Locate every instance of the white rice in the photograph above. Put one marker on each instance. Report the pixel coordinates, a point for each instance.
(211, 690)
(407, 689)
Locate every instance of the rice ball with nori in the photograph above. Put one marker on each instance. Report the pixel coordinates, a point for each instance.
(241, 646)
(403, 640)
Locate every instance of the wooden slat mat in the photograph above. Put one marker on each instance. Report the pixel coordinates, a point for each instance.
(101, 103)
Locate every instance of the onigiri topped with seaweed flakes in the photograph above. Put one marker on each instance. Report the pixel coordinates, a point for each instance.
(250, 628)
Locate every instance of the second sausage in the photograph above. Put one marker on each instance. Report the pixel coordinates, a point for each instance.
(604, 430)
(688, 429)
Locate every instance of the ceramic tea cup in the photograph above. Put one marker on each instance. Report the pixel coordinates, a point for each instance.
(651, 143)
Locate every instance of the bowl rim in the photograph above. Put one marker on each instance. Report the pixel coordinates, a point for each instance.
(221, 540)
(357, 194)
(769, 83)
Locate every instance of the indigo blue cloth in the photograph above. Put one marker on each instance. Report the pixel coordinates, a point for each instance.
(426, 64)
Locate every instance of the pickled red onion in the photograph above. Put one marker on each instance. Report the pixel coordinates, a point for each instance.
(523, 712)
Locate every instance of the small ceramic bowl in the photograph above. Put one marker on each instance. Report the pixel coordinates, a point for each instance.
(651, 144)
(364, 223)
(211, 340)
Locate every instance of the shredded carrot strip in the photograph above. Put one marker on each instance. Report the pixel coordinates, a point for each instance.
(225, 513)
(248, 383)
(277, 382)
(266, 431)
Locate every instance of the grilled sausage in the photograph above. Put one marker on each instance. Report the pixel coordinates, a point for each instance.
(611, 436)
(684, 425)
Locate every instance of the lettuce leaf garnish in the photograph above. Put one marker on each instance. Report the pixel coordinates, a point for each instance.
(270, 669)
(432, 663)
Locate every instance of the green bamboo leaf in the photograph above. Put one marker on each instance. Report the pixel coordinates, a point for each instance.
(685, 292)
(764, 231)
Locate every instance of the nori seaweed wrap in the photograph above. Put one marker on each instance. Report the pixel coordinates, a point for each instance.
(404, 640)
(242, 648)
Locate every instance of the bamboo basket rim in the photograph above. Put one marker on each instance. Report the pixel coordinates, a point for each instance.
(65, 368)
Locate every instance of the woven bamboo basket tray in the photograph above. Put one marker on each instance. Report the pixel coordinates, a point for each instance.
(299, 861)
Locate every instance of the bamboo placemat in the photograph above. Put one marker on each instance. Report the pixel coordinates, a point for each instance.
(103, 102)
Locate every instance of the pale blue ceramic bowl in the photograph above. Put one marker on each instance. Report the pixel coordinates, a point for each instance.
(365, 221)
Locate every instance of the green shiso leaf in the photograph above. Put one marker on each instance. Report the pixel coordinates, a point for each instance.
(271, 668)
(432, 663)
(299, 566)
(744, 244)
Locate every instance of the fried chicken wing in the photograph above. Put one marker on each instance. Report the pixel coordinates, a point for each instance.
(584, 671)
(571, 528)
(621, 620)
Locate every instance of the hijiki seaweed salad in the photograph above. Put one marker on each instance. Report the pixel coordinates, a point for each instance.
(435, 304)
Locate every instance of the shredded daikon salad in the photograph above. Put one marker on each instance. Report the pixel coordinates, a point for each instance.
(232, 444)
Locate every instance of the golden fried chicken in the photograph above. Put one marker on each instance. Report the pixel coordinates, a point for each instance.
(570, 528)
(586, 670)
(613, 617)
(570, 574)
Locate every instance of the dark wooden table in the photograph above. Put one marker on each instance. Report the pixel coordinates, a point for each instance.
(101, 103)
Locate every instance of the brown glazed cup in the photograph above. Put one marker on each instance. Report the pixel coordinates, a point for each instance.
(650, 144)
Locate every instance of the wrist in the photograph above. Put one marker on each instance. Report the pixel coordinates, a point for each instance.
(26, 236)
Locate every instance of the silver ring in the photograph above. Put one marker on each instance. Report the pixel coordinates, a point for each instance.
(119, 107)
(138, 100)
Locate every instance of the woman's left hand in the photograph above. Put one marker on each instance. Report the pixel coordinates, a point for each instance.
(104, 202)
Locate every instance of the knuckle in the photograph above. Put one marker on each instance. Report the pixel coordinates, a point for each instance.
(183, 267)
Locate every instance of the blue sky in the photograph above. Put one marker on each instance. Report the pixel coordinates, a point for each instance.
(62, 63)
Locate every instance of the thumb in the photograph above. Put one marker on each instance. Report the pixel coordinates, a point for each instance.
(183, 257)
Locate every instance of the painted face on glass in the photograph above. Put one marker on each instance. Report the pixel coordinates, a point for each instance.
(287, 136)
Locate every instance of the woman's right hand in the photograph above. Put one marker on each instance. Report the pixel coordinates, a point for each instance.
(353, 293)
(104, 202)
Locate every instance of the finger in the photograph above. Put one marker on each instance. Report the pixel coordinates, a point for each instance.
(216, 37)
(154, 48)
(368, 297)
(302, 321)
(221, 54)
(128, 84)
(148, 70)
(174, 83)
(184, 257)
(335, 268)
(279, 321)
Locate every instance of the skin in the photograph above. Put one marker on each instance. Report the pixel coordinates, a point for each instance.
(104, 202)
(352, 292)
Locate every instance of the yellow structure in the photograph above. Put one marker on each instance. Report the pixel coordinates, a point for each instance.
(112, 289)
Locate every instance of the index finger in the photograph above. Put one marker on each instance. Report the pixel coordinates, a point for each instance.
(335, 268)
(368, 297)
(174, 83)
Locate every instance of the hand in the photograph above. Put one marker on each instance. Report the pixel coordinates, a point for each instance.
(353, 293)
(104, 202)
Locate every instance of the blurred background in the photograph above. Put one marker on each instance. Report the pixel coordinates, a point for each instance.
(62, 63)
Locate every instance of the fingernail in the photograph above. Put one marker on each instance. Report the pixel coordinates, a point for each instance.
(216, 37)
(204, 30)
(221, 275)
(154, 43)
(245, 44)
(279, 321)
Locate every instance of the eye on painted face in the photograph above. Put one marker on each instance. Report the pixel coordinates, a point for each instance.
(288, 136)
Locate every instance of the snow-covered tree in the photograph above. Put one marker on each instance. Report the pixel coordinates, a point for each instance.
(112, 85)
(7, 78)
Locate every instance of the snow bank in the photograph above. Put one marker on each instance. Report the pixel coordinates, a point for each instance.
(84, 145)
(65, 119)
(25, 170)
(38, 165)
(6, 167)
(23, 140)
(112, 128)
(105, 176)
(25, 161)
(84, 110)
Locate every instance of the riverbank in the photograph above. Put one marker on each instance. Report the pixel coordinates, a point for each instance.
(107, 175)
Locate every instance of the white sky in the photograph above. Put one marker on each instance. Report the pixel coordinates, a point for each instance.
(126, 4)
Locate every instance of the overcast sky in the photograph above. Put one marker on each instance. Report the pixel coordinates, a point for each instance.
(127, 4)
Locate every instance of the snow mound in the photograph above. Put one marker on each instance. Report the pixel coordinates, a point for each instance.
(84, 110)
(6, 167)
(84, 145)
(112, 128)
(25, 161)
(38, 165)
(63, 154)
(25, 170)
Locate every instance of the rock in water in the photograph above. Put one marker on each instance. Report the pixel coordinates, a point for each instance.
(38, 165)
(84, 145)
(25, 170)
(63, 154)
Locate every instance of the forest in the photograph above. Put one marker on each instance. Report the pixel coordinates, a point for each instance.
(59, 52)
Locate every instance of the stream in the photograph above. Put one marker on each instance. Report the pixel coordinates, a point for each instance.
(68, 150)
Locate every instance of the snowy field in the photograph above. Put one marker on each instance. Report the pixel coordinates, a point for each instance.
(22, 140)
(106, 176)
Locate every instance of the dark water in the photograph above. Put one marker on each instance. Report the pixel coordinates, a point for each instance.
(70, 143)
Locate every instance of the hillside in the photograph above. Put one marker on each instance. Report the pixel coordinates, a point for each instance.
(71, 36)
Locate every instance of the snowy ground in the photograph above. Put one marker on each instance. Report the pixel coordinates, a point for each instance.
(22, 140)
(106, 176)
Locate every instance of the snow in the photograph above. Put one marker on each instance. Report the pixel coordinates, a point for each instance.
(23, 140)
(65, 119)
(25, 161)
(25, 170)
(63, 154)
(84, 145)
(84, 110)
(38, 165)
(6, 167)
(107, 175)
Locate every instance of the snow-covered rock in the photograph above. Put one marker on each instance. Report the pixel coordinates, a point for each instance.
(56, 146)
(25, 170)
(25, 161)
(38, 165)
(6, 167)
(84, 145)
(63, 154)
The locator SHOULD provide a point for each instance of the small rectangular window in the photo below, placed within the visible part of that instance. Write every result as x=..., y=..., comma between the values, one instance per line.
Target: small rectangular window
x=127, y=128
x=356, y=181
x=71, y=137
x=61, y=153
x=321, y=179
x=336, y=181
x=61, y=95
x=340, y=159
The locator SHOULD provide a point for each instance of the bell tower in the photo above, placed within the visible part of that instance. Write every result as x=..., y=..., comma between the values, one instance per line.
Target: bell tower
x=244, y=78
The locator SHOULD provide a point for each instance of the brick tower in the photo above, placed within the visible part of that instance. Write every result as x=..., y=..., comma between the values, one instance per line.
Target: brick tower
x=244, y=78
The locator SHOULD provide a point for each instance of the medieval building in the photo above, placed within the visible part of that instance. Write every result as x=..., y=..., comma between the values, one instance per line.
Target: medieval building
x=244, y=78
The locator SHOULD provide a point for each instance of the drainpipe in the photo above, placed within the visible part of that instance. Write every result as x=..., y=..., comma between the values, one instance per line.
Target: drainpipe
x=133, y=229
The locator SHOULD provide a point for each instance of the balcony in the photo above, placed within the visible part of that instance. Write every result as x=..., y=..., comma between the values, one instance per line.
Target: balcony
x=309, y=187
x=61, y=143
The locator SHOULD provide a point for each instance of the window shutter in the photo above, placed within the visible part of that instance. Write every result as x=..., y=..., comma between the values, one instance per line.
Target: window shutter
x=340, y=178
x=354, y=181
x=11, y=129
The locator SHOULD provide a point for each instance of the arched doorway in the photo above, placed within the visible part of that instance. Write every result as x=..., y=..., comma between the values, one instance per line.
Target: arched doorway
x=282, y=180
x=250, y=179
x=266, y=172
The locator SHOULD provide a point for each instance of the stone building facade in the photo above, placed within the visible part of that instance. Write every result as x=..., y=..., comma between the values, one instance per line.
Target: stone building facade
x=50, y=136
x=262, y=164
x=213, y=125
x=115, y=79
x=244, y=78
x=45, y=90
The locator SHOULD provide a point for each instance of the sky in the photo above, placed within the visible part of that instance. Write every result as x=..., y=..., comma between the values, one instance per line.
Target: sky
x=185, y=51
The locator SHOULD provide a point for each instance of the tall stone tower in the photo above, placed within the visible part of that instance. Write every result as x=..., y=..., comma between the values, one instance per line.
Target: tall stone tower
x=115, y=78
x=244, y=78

----

What is needed is an exact copy of the lines from the one containing "of the tall" to the end of the data; please add nothing else.

● WRITTEN SOLUTION:
The locator SHOULD provide a point for each instance of the tall stone tower in the photo above, placed within the visible part of that instance. Write every result as x=..., y=..., comma between the values, one instance per line.
Target: tall stone tower
x=115, y=78
x=244, y=78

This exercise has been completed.